Excerpt provided:

=-=-=-=-=

Atlas Truck Leasing, Inc. (Atlas) sued First NH Banks, Inc. (FNH) for unlawfully terminating a Vehicle Lease Agreement. The jury found for the plaintiff, and awarded Atlas $50,000. FNH appeals. We affirm.
The facts of the case may be summarized briefly. Atlas is a corporation that leases vehicles. It is owned by the Trans-Lease Group, a Massachusetts Business Trust. FNH is a bank holding company that sends documents back and forth among its various offices. In contracting with Trans-Lease for a document courier service, FNH signed a Vehicle Lease and Service Agreement that governed the leasing of vehicles by Atlas to FNH. The Lease Agreement says that FNH, the lessee, “agrees to hire” from Atlas certain specified vehicles “for a term beginning on the date each such VEHICLE is ready for ... service ... and continuing until terminated, as hereinafter provided____” The termination provision of the Lease Agreement says:
This agreement may be terminated wholly or in part by either LESSOR or LESSEE on any anniversary date of the last vehicle installed in the customer service, upon sixty (60) days written notice thereof to the other party of its intent to terminate.
After Atlas had provided vehicles under the lease for about 17 months, FNH terminated the courier service with Trans-Lease and refused to accept cars from Atlas.
Atlas sued for breach. It argued that FNH terminated the lease nearly two months after the anniversary date indicated in the quoted provision; thus, the agreement, by its terms, should have remained in effect until the next anniversary. The jury found (contrary to FNH’s claims) that the Lease Agreement constituted a binding contract between the parties, and that FNH had breached that contract. Based on evidence of Atlas’ earnings during the last twelve months that it had leased vehicles to FNH, the jury found that Atlas had suffered $50,000 of lost profits.
FNH does not appeal the jury’s finding that the Lease Agreement constituted a binding contract. Rather, it makes three less central claims. It says the district court erred: 1) in denying FNH’s motion in limine to exclude certain exhibits and testimony, 2) in submitting the issue of damages to the jury, and 3) in instructing the jury on foreseeability of damages and on the effect of income taxes on the damage award. We consider each of these arguments in turn.
1. FNH claims that the district court abused its discretion when it denied FNH’s motion to exclude from evidence certain financial records and related testimony relevant to damage calculations. FNH says that the evidence should have been excluded because Atlas did not furnish the exhibits to the Clerk’s office at least one week before trial, as required by New Hampshire District Court Rule 16(a); instead it delivered them 5 days before trial. FNH adds that late delivery materially prejudiced its defense.

=-=-=-=-=

Supplied data:
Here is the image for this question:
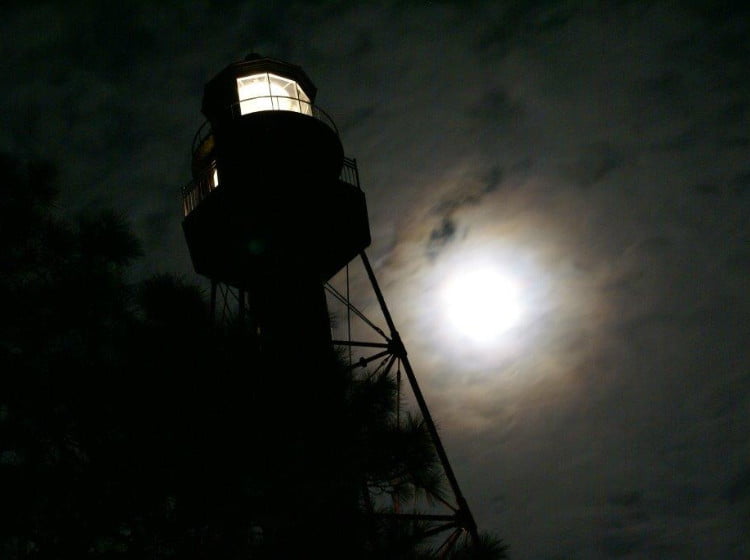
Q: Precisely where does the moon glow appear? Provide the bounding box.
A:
[442,266,523,345]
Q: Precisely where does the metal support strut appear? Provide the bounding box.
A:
[359,251,479,544]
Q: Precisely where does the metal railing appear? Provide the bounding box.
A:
[182,161,219,216]
[181,95,360,216]
[182,157,360,216]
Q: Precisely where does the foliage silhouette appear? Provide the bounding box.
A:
[0,155,504,559]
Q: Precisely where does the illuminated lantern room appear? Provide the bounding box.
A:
[183,54,370,286]
[237,72,313,115]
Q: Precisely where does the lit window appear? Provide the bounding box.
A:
[237,72,312,115]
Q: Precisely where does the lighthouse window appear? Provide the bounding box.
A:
[237,72,312,115]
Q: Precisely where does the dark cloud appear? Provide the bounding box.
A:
[427,218,457,259]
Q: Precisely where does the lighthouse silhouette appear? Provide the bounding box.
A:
[182,53,478,557]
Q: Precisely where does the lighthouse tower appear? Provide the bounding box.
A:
[182,54,477,557]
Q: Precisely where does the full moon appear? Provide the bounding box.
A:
[442,266,522,344]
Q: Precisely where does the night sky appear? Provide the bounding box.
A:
[0,0,750,560]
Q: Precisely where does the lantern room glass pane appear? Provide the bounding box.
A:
[237,72,312,115]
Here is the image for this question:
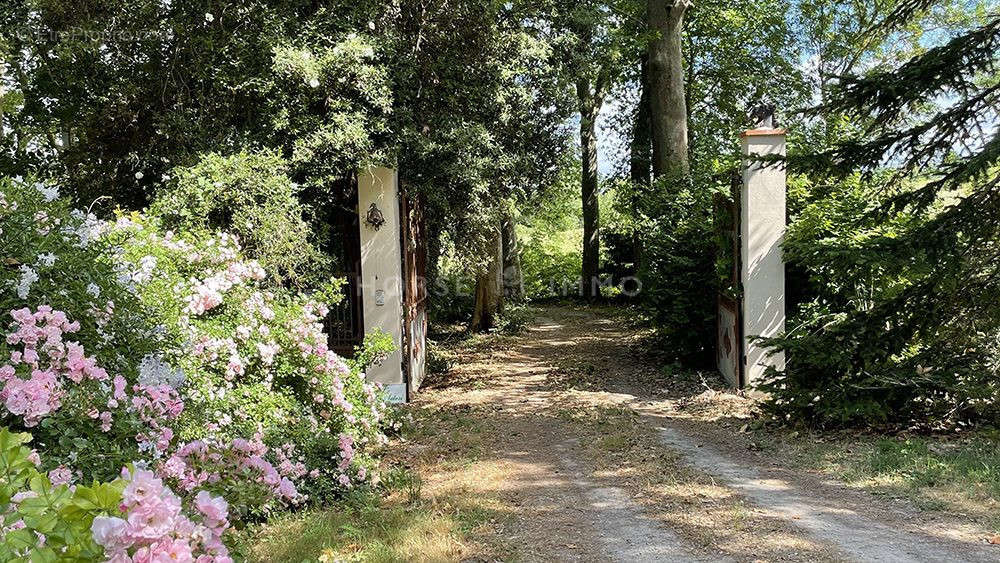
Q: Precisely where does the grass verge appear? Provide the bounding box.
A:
[759,432,1000,531]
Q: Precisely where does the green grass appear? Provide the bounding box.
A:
[245,504,474,562]
[769,433,1000,529]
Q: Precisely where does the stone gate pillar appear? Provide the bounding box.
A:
[740,127,786,387]
[358,167,406,402]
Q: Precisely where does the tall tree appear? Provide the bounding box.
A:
[576,71,608,299]
[646,0,691,177]
[541,0,639,299]
[767,8,1000,425]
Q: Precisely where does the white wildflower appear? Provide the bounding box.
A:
[34,182,59,201]
[17,264,38,299]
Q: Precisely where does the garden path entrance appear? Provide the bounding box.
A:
[404,306,1000,561]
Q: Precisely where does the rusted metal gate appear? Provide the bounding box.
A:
[399,190,427,393]
[324,177,365,358]
[714,172,745,387]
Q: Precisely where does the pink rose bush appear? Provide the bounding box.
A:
[110,214,393,504]
[91,468,232,563]
[0,428,232,563]
[0,179,396,561]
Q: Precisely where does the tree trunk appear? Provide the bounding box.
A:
[646,0,689,178]
[629,54,653,186]
[624,54,653,275]
[500,217,524,301]
[469,226,503,331]
[576,79,601,300]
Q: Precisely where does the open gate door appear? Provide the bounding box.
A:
[399,189,427,394]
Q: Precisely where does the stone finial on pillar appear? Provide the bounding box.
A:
[740,127,785,387]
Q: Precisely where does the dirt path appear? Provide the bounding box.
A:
[402,307,1000,561]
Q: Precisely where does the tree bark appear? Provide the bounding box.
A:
[624,53,653,274]
[576,79,601,300]
[646,0,690,178]
[500,217,524,301]
[469,230,503,331]
[629,57,653,186]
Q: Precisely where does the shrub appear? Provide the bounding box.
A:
[109,214,391,508]
[0,428,232,563]
[150,152,327,287]
[762,176,1000,426]
[623,172,719,366]
[0,180,395,550]
[0,179,163,479]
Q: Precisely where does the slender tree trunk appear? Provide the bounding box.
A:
[625,54,653,274]
[646,0,689,177]
[576,79,601,300]
[500,217,524,301]
[469,230,503,331]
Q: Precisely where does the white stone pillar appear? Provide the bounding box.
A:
[358,167,406,402]
[740,128,785,387]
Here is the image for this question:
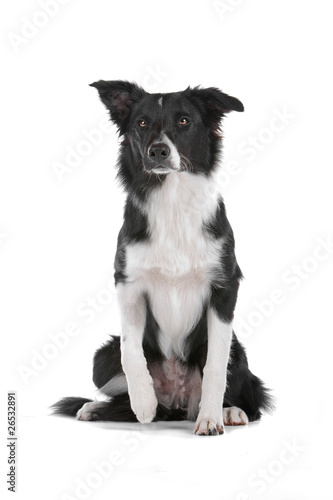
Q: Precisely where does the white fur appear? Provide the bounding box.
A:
[117,283,157,423]
[76,401,109,420]
[99,373,128,397]
[194,309,232,434]
[149,357,201,420]
[122,172,223,357]
[223,406,249,425]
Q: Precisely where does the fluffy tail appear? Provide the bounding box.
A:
[51,397,92,417]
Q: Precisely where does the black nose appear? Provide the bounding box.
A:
[148,142,170,162]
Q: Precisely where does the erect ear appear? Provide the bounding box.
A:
[90,80,145,135]
[185,87,244,134]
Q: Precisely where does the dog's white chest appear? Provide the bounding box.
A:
[126,172,222,356]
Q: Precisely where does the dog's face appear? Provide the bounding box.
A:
[92,81,244,175]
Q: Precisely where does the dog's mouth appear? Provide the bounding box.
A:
[150,165,176,174]
[143,164,180,175]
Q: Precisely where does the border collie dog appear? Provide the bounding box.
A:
[54,81,271,436]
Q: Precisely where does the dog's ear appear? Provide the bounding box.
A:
[185,87,244,134]
[90,80,145,135]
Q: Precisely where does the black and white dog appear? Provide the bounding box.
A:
[54,81,271,435]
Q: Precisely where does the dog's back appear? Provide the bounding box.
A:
[56,81,270,435]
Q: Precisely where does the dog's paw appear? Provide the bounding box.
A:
[76,401,108,422]
[223,406,249,425]
[129,384,158,424]
[194,413,224,436]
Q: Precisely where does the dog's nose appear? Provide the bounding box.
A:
[148,142,170,161]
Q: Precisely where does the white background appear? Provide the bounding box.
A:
[0,0,333,500]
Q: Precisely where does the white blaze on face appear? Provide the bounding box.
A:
[161,134,181,171]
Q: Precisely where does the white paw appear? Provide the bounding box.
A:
[223,406,249,425]
[76,401,108,421]
[194,412,224,436]
[129,384,158,424]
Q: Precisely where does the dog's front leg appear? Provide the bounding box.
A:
[117,283,157,423]
[194,307,232,436]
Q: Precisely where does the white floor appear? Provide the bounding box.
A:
[9,406,332,500]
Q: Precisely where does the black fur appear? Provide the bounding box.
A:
[53,81,272,428]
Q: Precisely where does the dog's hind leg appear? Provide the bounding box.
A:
[223,334,274,425]
[93,336,128,397]
[76,394,138,422]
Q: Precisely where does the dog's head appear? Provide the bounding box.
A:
[91,80,244,174]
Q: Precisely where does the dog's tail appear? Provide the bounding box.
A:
[51,397,92,417]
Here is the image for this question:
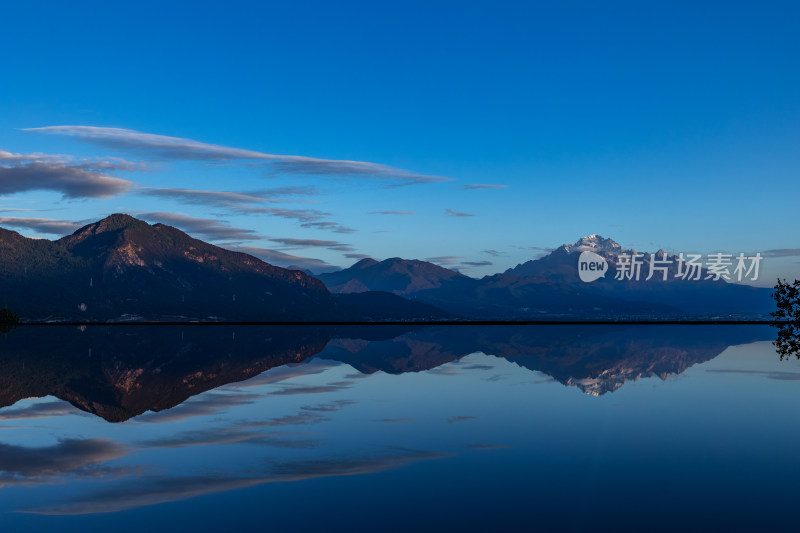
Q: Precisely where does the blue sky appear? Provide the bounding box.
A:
[0,2,800,279]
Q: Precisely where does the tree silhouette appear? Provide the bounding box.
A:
[770,279,800,360]
[0,307,19,333]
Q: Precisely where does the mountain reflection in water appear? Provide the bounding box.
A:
[0,325,770,422]
[0,325,800,531]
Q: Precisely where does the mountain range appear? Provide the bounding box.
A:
[0,325,772,422]
[317,235,774,319]
[0,214,450,321]
[0,214,773,322]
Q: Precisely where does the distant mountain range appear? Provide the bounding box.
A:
[0,214,451,321]
[317,235,774,319]
[0,325,773,422]
[0,214,773,321]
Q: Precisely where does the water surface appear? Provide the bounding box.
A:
[0,325,800,531]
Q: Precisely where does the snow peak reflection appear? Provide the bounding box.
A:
[578,251,763,283]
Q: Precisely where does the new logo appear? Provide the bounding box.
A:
[578,250,608,283]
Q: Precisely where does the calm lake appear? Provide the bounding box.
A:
[0,325,800,532]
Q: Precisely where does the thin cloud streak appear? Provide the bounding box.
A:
[444,209,475,217]
[0,151,135,199]
[23,126,452,185]
[269,238,355,252]
[0,217,86,235]
[139,212,263,241]
[222,245,339,274]
[461,183,508,191]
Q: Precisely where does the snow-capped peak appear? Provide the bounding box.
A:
[564,233,622,253]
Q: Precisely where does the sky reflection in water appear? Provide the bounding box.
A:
[0,326,800,531]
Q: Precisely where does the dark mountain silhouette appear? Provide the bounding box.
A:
[0,326,332,422]
[0,325,774,422]
[505,235,774,315]
[317,257,475,295]
[318,235,773,319]
[0,214,446,321]
[319,325,773,395]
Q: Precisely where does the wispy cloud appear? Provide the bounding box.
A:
[0,401,81,420]
[0,439,126,487]
[224,245,339,274]
[461,183,508,191]
[425,255,463,266]
[761,248,800,257]
[136,187,323,213]
[0,151,136,199]
[0,217,86,235]
[483,250,505,257]
[444,209,475,217]
[26,449,451,515]
[24,126,451,185]
[270,381,352,396]
[447,416,478,424]
[300,221,356,233]
[269,238,354,252]
[138,427,315,448]
[139,212,262,241]
[135,392,261,423]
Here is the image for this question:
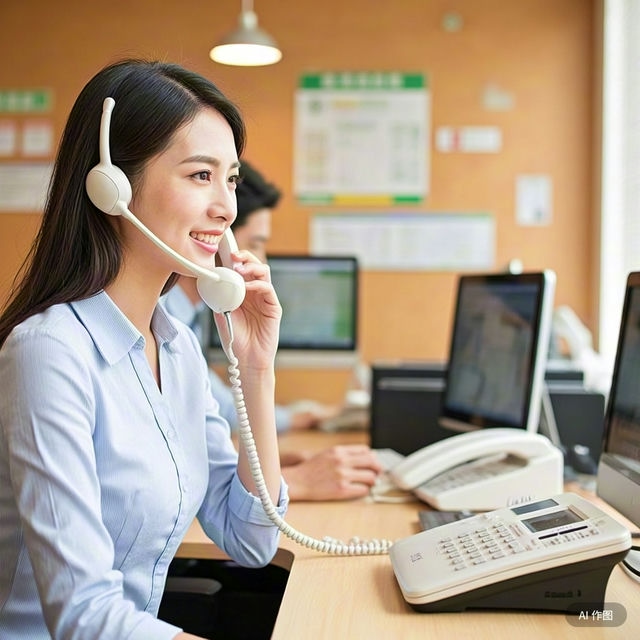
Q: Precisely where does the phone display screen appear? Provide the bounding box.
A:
[522,509,583,533]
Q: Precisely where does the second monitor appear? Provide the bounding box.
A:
[211,255,359,362]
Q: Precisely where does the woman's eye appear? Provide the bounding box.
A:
[193,170,211,182]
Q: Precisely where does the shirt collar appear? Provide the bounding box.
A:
[70,291,178,364]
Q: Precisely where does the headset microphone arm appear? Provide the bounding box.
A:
[116,200,220,282]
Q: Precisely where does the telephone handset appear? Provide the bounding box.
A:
[389,428,564,511]
[86,98,245,313]
[86,98,392,555]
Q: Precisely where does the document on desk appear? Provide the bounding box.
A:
[310,212,496,271]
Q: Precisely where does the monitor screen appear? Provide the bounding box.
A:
[596,272,640,579]
[440,271,555,431]
[211,255,359,352]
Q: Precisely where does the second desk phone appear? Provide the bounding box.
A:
[380,271,564,511]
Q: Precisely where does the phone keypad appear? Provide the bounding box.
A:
[438,520,527,571]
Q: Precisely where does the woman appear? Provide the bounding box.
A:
[0,60,287,640]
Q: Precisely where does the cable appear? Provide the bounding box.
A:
[224,312,393,556]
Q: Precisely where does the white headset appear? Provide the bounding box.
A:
[85,98,245,313]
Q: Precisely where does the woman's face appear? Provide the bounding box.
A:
[121,108,240,275]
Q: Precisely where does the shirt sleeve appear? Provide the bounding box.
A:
[197,372,289,567]
[0,332,185,640]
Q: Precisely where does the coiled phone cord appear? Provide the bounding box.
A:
[224,313,393,556]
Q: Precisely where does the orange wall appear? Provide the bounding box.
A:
[0,0,597,400]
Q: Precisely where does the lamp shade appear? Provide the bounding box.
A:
[209,10,282,67]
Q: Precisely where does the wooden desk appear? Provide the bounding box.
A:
[178,433,640,640]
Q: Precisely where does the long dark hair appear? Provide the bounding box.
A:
[0,59,246,347]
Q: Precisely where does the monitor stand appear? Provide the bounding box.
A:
[539,383,564,450]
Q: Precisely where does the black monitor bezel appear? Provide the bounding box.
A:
[596,271,640,504]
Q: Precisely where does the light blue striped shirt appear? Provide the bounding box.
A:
[0,292,287,640]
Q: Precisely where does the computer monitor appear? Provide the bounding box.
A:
[211,255,359,358]
[439,271,555,432]
[596,272,640,580]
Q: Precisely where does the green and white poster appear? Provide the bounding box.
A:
[294,71,430,205]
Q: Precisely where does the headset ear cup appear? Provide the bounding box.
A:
[85,98,132,216]
[86,163,131,215]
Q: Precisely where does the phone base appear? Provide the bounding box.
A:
[407,551,627,615]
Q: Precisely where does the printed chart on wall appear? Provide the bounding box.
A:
[294,72,430,205]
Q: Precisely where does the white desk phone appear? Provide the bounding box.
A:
[389,493,631,614]
[388,428,564,511]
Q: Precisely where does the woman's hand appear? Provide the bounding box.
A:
[214,251,282,369]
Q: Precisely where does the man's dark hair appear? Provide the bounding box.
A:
[233,160,282,227]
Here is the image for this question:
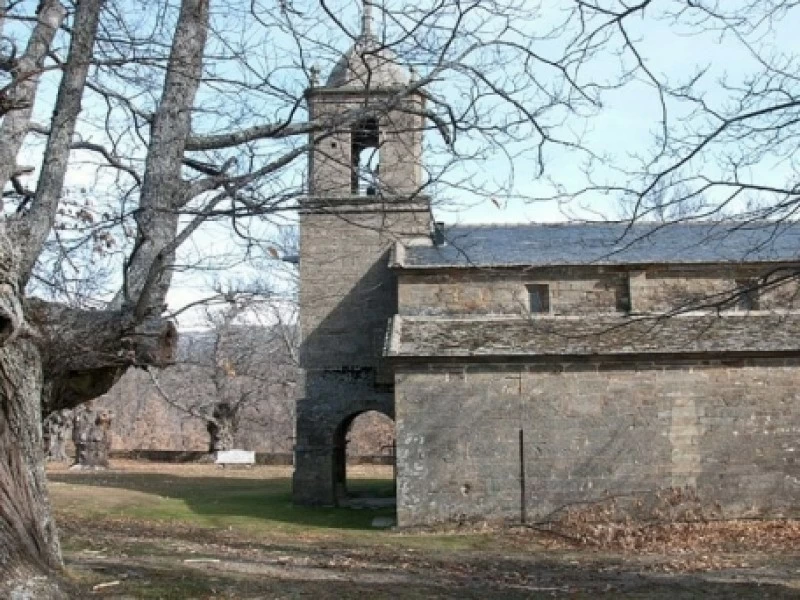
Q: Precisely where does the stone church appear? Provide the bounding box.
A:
[294,11,800,526]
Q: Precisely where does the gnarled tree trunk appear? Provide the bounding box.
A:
[42,410,72,462]
[206,402,236,452]
[0,339,61,599]
[72,405,112,469]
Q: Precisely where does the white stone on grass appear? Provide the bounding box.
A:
[215,450,256,465]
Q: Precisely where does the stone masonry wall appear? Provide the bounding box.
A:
[396,360,800,526]
[300,211,429,370]
[398,265,800,315]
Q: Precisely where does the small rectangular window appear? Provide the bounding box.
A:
[527,283,550,314]
[736,279,758,311]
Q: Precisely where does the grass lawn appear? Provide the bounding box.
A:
[49,461,800,600]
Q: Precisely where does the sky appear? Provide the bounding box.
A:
[6,0,800,328]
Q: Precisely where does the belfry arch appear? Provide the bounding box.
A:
[293,3,431,505]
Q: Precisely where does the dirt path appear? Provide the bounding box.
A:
[50,463,800,600]
[59,521,800,599]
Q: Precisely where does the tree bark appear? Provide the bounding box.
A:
[72,405,112,469]
[42,410,72,462]
[114,0,209,318]
[206,402,236,452]
[11,0,104,283]
[0,339,62,599]
[0,0,66,191]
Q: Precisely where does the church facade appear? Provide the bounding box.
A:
[293,9,800,526]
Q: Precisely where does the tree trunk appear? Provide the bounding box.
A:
[0,340,63,600]
[206,403,236,452]
[42,410,72,462]
[72,406,112,469]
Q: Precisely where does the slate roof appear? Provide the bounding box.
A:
[394,221,800,268]
[384,313,800,359]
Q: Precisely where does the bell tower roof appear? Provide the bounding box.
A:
[326,0,411,88]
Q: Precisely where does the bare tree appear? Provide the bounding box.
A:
[0,0,600,598]
[150,297,299,452]
[536,0,800,227]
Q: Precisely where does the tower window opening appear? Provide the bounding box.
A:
[350,118,380,196]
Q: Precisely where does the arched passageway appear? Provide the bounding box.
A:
[333,410,396,505]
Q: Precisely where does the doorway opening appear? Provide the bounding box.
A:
[350,118,380,196]
[333,410,396,508]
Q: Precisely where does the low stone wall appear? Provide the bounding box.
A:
[105,450,394,466]
[396,359,800,526]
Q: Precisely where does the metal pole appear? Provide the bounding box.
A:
[519,429,528,525]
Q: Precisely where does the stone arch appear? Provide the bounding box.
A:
[332,408,394,503]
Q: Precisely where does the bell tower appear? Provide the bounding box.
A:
[293,2,431,504]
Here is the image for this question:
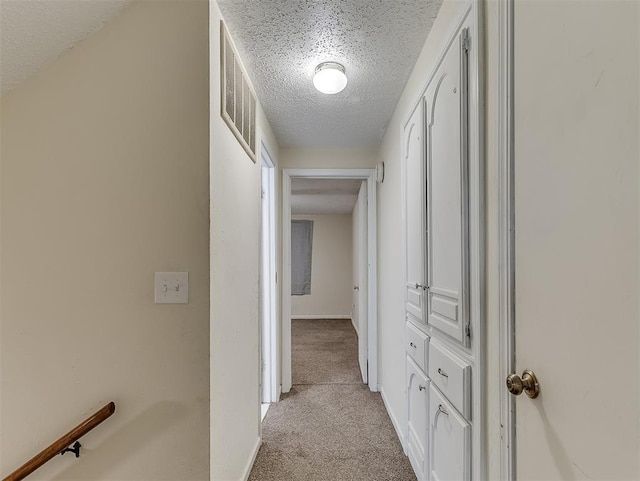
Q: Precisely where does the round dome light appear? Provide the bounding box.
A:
[313,62,347,94]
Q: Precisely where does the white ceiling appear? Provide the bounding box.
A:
[218,0,441,148]
[0,0,442,154]
[291,178,362,215]
[0,0,131,93]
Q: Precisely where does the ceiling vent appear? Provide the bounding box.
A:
[220,20,256,163]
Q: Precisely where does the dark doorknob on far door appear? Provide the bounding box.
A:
[507,369,540,399]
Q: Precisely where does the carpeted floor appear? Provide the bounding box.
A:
[249,320,416,481]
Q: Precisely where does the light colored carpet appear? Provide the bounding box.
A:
[249,320,416,481]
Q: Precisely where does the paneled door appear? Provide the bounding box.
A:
[403,101,427,324]
[512,1,640,481]
[425,28,469,344]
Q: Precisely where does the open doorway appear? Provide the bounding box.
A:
[260,144,279,418]
[282,169,378,392]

=-=-=-=-=

Tasks to carry out:
(a) In the court opinion, how many days before trial did Atlas deliver its exhibits to the Clerk's office?
(b) Carry the court opinion forward, starting after its last sentence.
The records come from a separate source and have no connection to the court opinion.

Written answers:
(a) Five days before trial.

(b)
The trial court, however, has wide latitude in formulating pretrial orders and in imposing sanctions on parties who fail to comply with procedural rules.
See
Fed.R.Civ.P. 16; N.H.DistR. 2(a). We will reverse its determination only if the ruling results in clear injustice.
See
8 C. Wright & A. Miller, Federal Practice and Procedure §§ 2006, 2284 (1970), and cases there cited. We can find no such injustice here because the exhibits in question were filed only two days late. The trial court granted FNH an additional half-day to review the late exhibits and Atlas provided FNH with work papers to assist FNH with its review. Under these circumstances, the trial court did not exceed the scope of its legal power to decide whether or not to exclude the evidence.
Cf. Johnson v. H.K. Webster, Inc.,
2. FNH also contends that the trial court should not have submitted the issue of damages to the jury because the amount of damages was not foreseeable.
Cf. Hydraform Products Corp. v. American Steel & Aluminum Corp.,
In fact, however, FNH was legally obliged to use the vehicles. Under New Hampshire law, every contract carries an implied covenant of good faith and fair dealing.
See Albee v. Wolfeboro R.R. Co.,
The jury could reasonably assess Atlas’ damages by looking to the time period when FNH lived up to its contractual obligation to act in good faith. It could have decided that Atlas would have earned profits roughly comparable to what it earned in that prior comparable period. It is, after all, common practice to estimate lost future profits by examining profits earned in the comparable past.
See Van Hooijdonk v. Langley,
3. Finally, FNH asserts that two of the court’s jury instructions were erroneous. It says that the court should have given the following requested instruction on damage foreseeability:
If Plaintiff Atlas is entitled to any damages in this case, they [sic] may only be granted compensation for those injuries the Defendant FNH had reason to foresee as a probable result of its breach of a contract with Atlas. Emery v. Caladonia Sand & Gravel Co.,117 N.H. 441 , 446 [374 A.2d 929 ] (1977).
The court, however, actually instructed the jury as follows:
Profits that might reasonably be anticipated may be recovered as damages. You may determine lost profits based on *905 evidence of the prior profits Atlas had under the agreement.
Damages ... including those of lost profits do not have to be proved with mathematical certainty, but they may not be wholly speculative. If profits were reasonably certain to result they may be awarded by the jury.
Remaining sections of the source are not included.